Task data:
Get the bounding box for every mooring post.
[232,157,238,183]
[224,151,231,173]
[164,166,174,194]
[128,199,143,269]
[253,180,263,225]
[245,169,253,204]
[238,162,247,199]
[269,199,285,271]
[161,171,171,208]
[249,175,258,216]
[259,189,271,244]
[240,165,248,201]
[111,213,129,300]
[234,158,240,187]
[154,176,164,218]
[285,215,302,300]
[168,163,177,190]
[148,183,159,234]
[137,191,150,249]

Directions for this task: Repeat the records exactly, leaving out none of them.

Answer section:
Get the bounding box for every mooring post.
[232,157,238,183]
[224,151,231,173]
[164,166,174,194]
[128,199,143,269]
[253,180,263,225]
[245,169,253,204]
[238,162,247,199]
[269,199,285,271]
[161,171,171,208]
[249,175,258,216]
[259,189,271,244]
[240,165,248,201]
[111,213,129,300]
[234,158,240,187]
[154,176,164,218]
[285,215,302,300]
[168,163,177,190]
[148,183,159,234]
[137,191,150,249]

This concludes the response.